### Description of the task
Gather every line from the entries below that includes "pixel".

### Data for processing

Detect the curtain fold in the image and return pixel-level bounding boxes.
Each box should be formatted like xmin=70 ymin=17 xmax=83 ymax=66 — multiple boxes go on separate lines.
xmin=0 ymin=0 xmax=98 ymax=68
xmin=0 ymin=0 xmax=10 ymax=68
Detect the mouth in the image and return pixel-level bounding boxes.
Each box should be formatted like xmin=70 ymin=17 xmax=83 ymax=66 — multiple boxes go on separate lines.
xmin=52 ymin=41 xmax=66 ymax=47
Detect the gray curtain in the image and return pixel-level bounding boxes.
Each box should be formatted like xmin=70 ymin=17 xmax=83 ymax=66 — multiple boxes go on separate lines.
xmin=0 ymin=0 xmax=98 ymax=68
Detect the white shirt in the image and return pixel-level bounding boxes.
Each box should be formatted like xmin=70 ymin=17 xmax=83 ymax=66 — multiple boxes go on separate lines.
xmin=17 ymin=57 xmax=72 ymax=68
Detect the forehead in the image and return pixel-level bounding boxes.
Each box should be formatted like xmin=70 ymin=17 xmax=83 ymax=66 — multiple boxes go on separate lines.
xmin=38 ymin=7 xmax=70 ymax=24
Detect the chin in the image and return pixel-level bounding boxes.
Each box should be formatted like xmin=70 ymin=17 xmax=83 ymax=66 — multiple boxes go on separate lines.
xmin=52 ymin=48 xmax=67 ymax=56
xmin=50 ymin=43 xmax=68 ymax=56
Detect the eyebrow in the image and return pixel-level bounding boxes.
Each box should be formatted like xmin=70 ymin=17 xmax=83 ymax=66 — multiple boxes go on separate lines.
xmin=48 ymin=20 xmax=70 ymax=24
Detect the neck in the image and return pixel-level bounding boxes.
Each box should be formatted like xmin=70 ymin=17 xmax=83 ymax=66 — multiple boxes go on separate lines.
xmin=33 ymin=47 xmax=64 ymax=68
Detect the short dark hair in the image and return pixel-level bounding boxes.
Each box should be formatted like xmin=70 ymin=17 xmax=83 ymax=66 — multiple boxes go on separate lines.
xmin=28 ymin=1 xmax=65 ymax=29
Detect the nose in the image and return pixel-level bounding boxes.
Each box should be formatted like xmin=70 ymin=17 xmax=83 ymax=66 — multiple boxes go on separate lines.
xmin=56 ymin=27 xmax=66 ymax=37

### Your solution
Detect the curtain fold in the image and return pixel-level bounding boxes.
Detect the mouth in the image and return pixel-level bounding boxes.
Detect the gray curtain in the image and return pixel-level bounding boxes.
Detect the white shirt in the image and return pixel-level bounding boxes.
Detect the forehead in the image and return pixel-level bounding boxes.
Detect the chin in the image and return pixel-level bounding boxes.
Detect the eyebrow in the image and return pixel-level bounding boxes.
Detect the neck in the image and return pixel-level bounding boxes.
Detect the short dark hair in the image and return pixel-level bounding boxes.
Detect the nose in the image and return pixel-level bounding boxes.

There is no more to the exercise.